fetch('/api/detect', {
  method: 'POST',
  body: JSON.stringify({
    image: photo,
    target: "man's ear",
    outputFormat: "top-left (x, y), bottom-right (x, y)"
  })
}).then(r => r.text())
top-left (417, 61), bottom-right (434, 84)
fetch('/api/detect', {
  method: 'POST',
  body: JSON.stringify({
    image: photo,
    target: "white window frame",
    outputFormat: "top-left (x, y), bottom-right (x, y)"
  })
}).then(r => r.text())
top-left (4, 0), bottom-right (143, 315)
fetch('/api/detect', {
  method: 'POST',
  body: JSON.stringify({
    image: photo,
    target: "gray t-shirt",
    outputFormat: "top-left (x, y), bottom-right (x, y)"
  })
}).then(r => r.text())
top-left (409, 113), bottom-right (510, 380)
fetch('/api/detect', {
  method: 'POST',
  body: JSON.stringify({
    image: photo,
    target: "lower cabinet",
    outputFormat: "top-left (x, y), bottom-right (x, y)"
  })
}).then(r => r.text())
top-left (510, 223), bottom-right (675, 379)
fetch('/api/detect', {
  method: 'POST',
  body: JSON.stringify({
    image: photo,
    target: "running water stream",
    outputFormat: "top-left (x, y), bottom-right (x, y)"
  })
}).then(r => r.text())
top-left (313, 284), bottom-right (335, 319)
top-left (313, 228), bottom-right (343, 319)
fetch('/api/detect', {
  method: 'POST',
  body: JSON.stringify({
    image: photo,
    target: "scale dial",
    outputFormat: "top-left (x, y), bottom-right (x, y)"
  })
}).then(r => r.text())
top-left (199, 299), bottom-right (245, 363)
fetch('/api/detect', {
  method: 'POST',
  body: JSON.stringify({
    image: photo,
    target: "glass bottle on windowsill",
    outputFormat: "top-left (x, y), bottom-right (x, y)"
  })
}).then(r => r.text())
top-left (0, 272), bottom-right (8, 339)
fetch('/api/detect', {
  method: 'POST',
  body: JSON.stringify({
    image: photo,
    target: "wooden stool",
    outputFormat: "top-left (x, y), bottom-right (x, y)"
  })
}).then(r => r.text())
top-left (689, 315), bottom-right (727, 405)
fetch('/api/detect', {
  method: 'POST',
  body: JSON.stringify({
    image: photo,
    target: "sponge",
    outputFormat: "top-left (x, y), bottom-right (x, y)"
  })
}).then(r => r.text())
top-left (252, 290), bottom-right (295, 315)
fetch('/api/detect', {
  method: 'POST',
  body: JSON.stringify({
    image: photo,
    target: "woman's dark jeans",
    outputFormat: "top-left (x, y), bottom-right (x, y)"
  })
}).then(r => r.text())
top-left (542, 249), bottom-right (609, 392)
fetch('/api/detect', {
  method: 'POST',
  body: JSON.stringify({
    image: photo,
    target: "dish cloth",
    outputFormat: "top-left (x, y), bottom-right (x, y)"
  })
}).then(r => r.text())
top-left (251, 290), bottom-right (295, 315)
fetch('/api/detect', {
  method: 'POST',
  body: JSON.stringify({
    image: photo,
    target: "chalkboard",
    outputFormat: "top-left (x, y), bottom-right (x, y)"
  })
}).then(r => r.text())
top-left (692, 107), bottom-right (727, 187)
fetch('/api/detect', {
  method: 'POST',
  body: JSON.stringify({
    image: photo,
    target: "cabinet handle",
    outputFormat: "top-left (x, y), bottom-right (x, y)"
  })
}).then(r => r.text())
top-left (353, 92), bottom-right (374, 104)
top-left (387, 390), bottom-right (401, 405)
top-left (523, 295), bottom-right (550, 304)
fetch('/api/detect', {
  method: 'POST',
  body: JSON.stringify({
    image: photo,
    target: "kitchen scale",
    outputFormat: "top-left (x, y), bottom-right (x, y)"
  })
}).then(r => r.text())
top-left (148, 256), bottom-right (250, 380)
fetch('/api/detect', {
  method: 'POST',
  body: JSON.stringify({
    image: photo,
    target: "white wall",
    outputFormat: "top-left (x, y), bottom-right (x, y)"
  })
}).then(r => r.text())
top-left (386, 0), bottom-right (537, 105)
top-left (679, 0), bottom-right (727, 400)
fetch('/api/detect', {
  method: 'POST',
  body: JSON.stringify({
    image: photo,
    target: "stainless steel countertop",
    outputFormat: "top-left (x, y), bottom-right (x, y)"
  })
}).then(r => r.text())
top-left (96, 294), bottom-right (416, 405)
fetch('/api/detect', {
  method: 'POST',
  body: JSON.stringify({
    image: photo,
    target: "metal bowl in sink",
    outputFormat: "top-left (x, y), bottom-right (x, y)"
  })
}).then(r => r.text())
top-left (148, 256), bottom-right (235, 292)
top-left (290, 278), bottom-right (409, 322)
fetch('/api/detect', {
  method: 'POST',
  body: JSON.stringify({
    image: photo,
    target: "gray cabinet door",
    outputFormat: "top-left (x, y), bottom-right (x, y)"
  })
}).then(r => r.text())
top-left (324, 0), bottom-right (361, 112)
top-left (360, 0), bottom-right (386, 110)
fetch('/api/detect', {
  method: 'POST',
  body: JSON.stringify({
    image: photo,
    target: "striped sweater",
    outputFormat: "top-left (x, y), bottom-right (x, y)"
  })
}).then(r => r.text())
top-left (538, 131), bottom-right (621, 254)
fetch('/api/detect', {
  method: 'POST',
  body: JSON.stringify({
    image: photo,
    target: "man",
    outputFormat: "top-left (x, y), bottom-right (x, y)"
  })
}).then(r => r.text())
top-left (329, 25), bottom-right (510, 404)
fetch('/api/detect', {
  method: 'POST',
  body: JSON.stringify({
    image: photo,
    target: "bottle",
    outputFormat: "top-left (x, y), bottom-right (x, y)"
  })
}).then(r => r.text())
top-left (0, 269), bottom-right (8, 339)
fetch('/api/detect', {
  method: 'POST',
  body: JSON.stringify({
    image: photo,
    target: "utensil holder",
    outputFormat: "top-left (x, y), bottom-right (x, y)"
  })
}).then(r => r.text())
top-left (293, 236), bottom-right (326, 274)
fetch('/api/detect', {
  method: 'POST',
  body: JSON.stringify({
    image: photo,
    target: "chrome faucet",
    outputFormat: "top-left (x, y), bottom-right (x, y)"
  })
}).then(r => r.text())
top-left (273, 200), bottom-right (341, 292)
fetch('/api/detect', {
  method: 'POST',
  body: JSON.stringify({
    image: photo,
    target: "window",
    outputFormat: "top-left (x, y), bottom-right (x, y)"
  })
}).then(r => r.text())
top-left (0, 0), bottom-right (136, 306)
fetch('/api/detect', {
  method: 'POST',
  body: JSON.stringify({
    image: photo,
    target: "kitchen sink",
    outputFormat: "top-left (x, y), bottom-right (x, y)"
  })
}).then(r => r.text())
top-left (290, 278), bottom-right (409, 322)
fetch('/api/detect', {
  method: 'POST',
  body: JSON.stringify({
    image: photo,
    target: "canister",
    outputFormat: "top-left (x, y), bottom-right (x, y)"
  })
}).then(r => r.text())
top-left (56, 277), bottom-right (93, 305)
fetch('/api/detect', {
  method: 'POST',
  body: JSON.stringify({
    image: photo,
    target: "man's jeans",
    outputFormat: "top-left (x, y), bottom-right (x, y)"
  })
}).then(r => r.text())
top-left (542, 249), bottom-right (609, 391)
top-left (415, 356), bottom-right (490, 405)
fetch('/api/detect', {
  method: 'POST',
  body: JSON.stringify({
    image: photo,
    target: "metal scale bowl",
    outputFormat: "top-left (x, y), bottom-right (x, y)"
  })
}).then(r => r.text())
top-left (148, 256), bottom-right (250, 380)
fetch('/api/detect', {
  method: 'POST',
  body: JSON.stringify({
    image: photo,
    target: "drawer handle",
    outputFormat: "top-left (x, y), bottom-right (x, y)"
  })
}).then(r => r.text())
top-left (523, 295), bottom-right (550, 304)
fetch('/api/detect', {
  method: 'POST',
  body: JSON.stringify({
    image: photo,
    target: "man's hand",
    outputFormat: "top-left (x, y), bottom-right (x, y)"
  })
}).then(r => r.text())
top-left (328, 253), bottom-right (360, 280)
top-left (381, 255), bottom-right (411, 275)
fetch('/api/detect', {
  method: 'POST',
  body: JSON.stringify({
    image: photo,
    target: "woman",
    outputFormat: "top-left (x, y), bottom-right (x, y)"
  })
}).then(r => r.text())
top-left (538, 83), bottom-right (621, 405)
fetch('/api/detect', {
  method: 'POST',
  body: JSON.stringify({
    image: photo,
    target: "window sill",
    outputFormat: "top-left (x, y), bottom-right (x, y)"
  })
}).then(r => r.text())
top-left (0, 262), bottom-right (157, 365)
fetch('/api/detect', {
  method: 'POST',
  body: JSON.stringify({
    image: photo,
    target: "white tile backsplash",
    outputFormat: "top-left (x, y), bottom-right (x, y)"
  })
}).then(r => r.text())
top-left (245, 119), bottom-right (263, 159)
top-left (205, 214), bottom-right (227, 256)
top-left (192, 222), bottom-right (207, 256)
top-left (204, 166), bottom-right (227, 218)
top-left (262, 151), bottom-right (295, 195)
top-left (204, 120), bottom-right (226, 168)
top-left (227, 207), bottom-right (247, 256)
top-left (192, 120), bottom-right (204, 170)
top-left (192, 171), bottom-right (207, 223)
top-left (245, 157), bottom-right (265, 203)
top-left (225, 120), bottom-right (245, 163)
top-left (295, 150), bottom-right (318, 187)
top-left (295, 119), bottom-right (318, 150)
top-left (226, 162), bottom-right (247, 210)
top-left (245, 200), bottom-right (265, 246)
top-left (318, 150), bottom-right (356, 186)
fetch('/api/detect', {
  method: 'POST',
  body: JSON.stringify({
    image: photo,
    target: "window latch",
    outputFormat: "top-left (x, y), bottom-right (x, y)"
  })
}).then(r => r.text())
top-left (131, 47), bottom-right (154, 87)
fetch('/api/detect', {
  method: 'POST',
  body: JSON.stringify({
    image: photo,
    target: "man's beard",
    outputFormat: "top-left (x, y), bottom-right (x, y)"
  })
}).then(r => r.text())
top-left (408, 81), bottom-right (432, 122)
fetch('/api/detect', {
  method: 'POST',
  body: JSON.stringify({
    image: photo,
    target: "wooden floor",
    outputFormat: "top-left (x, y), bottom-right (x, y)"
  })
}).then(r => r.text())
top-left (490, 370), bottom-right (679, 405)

++++++++++++++++++++

Goal of the exercise
Find every line in the items above that contains the word "wooden", matching case exactly, and copy each of those lines.

Result of the task
    target: "wooden stool",
    target: "wooden floor",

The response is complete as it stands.